__SOAL SINGKAT A__
Tuliskan ulang baris entri mulai dari baris yang memuat "Exercise. Put one point on every instance of the truck" sampai dengan baris terakhir entri, termasuk teks permintaannya. Skalakan setiap koordinat x dan y pada jawaban dengan mengalikannya dengan 1,45, lalu bulatkan ke bilangan bulat terdekat dengan nilai tepat setengah dibulatkan ke atas.

__BAGIAN TEKS__
───

Selanjutnya Mc Mullan (1961) menyatakan bahwa akibat korupsi adalah ketidakefisienan, ketidakadilan, rakyat tidak mempercayai pemerintah, memboroskan sumber-sumber negara, tidak mendorong perusahaan untuk berusaha terutama perusahaan asing, ketidakstabilan politik, pembatasan dalam kebijaksanaan pemerintah dan tidak represif.
Berdasarkan pendapat para ahli di atas, maka dapat disimpulkan akibat-akibat korupsi diatas adalah sebagai berikut :
Tata ekonomi seperti larinya modal keluar negeri, gangguan terhadap perusahaan, gangguan penanaman modal.
Tata sosial budaya seperti revolusi sosial, ketimpangan sosial.
Tata politik seperti pengambil alihan kekuasaan, hilangnya bantuan luar negeri, hilangnya kewibawaan pemerintah, ketidakstabilan politik.
Tata administrasi seperti tidak efisien, kurangnya kemampuan administrasi, hilangnya keahlian, hilangnya sumber-sumber negara, keterbatasan kebijaksanaan pemerintah, pengambilan tindakan-tindakan represif.
Secara umum akibat korupsi adalah merugikan negara dan merusak sendi-sendi kebersamaan serta memperlambat tercapainya tujuan nasional seperti yang tercantum dalam Pembukaan Undang-undang Dasar 1945.

───

__SOAL SINGKAT B__
Tuliskan kembali seluruh bagian teks tentang akibat korupsi tanpa perubahan apa pun.

───

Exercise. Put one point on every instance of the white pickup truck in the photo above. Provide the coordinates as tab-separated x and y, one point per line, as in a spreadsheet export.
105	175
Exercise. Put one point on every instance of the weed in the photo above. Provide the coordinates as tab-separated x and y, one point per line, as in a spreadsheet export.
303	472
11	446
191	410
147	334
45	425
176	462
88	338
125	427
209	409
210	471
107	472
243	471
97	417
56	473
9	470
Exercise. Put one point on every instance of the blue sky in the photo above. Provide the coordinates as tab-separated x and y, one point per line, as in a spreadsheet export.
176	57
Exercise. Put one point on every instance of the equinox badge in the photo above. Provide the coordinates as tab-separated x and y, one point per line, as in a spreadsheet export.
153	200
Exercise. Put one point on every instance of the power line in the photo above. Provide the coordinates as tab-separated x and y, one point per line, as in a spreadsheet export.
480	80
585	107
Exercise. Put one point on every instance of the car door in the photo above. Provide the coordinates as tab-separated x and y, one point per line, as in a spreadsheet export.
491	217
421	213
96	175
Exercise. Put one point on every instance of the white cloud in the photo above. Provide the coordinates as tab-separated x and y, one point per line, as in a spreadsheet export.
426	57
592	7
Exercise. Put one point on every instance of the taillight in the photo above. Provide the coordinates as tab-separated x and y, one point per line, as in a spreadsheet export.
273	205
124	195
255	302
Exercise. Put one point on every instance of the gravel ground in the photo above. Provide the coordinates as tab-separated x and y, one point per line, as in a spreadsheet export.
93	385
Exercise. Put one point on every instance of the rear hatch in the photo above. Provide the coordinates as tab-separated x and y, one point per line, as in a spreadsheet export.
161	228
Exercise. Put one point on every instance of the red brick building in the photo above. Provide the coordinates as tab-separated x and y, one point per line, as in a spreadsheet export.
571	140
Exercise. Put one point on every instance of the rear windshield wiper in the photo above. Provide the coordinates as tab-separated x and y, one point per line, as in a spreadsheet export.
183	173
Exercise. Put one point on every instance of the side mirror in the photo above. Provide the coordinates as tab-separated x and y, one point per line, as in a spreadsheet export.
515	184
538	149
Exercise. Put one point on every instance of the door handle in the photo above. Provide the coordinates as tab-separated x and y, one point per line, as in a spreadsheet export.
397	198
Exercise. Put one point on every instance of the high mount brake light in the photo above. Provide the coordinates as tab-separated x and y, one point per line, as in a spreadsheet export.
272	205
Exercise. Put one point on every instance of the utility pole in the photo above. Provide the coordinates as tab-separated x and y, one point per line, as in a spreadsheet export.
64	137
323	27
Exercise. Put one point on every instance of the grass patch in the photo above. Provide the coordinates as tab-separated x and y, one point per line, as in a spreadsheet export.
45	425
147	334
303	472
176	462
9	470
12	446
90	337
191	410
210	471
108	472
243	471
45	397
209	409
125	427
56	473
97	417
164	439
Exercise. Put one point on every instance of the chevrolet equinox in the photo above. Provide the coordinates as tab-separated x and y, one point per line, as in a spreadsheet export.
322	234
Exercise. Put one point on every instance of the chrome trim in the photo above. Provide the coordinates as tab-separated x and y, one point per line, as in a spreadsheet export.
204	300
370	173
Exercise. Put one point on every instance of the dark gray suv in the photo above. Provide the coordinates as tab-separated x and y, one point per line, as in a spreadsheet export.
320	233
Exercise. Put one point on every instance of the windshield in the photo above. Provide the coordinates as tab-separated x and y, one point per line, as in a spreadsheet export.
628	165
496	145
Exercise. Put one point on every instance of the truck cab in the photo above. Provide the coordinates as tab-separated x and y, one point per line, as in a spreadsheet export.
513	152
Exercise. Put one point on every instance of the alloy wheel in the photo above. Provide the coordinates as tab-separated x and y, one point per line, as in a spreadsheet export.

───

__JAWABAN TERTULIS A__
Exercise. Put one point on every instance of the truck cab in the photo above. Provide the coordinates as tab-separated x and y, one point per line, as in a spreadsheet export.
744	220
Exercise. Put one point on every instance of the alloy wheel in the photo above. Provide the coordinates as tab-separated x and y, one point per line, as in a spreadsheet export.

__JAWABAN TERTULIS B__
Selanjutnya Mc Mullan (1961) menyatakan bahwa akibat korupsi adalah ketidakefisienan, ketidakadilan, rakyat tidak mempercayai pemerintah, memboroskan sumber-sumber negara, tidak mendorong perusahaan untuk berusaha terutama perusahaan asing, ketidakstabilan politik, pembatasan dalam kebijaksanaan pemerintah dan tidak represif.
Berdasarkan pendapat para ahli di atas, maka dapat disimpulkan akibat-akibat korupsi diatas adalah sebagai berikut :
Tata ekonomi seperti larinya modal keluar negeri, gangguan terhadap perusahaan, gangguan penanaman modal.
Tata sosial budaya seperti revolusi sosial, ketimpangan sosial.
Tata politik seperti pengambil alihan kekuasaan, hilangnya bantuan luar negeri, hilangnya kewibawaan pemerintah, ketidakstabilan politik.
Tata administrasi seperti tidak efisien, kurangnya kemampuan administrasi, hilangnya keahlian, hilangnya sumber-sumber negara, keterbatasan kebijaksanaan pemerintah, pengambilan tindakan-tindakan represif.
Secara umum akibat korupsi adalah merugikan negara dan merusak sendi-sendi kebersamaan serta memperlambat tercapainya tujuan nasional seperti yang tercantum dalam Pembukaan Undang-undang Dasar 1945.